Exercise aim: Below are lines of data, and only some are wanted. Please repeat exactly those from the line that has "Target: wooden pole" through the line that has "Target: foliage".

======== Data records ========

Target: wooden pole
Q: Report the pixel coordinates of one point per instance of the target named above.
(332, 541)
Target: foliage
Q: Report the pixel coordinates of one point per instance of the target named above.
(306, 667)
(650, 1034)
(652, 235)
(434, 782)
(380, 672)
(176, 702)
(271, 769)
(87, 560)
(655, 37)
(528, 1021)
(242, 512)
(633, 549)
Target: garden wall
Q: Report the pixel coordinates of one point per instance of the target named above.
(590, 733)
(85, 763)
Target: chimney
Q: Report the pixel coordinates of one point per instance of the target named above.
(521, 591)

========
======== Data records ========

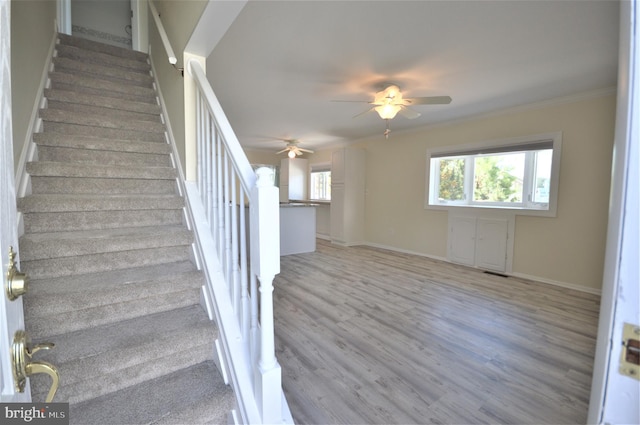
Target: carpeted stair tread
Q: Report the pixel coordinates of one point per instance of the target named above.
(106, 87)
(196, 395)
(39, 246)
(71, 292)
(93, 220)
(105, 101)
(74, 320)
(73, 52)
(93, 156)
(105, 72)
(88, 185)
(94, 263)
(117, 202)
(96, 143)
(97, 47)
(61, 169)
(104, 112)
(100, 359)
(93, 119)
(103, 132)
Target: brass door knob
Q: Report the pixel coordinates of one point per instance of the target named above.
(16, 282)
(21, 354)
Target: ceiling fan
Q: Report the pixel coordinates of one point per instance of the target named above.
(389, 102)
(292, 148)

========

Answer section:
Target: wooden pole
Q: Report the pixel coordinates of one point per instance of the target named above.
(332, 541)
Target: foliage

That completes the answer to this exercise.